> THE PROBLEM: Copy each of the following rows word for word, changing nothing.

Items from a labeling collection
========

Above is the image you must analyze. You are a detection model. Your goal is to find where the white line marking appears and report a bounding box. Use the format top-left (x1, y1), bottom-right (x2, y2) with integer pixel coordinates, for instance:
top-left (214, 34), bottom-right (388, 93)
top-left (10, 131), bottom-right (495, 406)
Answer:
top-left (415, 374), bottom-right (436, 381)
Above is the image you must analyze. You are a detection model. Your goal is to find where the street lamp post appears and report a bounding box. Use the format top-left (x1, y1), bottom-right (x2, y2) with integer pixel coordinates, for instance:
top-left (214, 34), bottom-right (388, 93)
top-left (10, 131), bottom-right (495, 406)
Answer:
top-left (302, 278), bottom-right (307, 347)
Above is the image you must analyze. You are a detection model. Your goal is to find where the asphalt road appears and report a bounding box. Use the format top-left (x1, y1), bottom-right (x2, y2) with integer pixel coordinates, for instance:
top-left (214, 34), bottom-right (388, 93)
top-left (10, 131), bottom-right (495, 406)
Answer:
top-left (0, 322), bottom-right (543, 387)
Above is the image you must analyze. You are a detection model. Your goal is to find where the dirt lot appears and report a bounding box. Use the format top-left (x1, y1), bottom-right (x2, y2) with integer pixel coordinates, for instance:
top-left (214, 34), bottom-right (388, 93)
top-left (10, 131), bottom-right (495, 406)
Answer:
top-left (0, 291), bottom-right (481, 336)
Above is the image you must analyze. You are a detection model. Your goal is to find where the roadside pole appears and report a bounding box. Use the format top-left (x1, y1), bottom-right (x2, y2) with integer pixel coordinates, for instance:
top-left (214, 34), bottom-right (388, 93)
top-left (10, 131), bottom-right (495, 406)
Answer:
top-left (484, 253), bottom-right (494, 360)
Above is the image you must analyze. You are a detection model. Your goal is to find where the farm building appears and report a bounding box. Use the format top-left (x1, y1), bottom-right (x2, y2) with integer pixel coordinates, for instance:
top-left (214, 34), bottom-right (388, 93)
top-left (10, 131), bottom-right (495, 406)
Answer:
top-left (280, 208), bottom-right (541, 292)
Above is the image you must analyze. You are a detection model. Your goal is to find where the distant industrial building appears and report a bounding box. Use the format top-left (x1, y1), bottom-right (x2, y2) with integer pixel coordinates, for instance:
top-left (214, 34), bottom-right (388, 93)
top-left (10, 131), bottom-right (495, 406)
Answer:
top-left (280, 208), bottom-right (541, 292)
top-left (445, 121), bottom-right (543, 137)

========

> RESPONSE TO THE EXERCISE:
Above is the image you must analyze. You are a detection model. Your goal is to find where the white line marking appears and report a bounding box. Use the format top-left (x1, y1), bottom-right (x2, y2) with integer pixel coordinates, for instance:
top-left (214, 34), bottom-right (388, 93)
top-left (10, 131), bottom-right (495, 406)
Answer:
top-left (415, 374), bottom-right (436, 381)
Above is the image you must analyze. You are a detection model. Your goal is to find where the street lamp post appears and report a bounding box. Use the format top-left (x1, y1), bottom-right (x2, y2) with integer pixel coordinates, for instance:
top-left (214, 34), bottom-right (388, 93)
top-left (10, 131), bottom-right (495, 406)
Answer:
top-left (302, 278), bottom-right (307, 347)
Above is the image you must analyze. You are a detection model. Your goal is to find where the asphalt road appears and report a bounding box. Use the format top-left (x1, y1), bottom-right (x2, y2) with integer pixel coordinates, for instance:
top-left (214, 34), bottom-right (388, 93)
top-left (10, 131), bottom-right (495, 406)
Answer:
top-left (0, 322), bottom-right (543, 387)
Above is the image you must analyze. You are a detection model. Your goal is to find where the dirt lot appears and report a bounding box. Use the format top-left (x1, y1), bottom-right (x2, y2) with integer pixel coordinates, for instance:
top-left (214, 34), bottom-right (388, 93)
top-left (10, 131), bottom-right (495, 406)
Answer:
top-left (0, 291), bottom-right (481, 336)
Above is the image you must analyze. You are a detection model. Your goal is to find where the roadside pole appears and report a bounding box. Use the format top-left (x1, y1), bottom-right (x2, y2) with integer pixel coordinates, for instance:
top-left (214, 34), bottom-right (388, 93)
top-left (10, 131), bottom-right (495, 406)
Answer:
top-left (484, 253), bottom-right (494, 360)
Above is the image you must analyze. You are a detection model. Your goal is to find where the farm building appears and report a bounding box. Use the format top-left (x1, y1), bottom-right (x2, y2) with integer pixel coordinates, for instance:
top-left (214, 34), bottom-right (388, 93)
top-left (10, 131), bottom-right (495, 406)
Answer:
top-left (280, 208), bottom-right (541, 292)
Above is the image you must analyze. You are a detection model. Your goal is to find where the distant industrial building appears and report a bounding box. Use the format top-left (x1, y1), bottom-right (x2, y2) with integer pixel coordinates, for instance:
top-left (214, 34), bottom-right (388, 93)
top-left (10, 131), bottom-right (495, 406)
Answer:
top-left (280, 208), bottom-right (541, 292)
top-left (445, 121), bottom-right (543, 137)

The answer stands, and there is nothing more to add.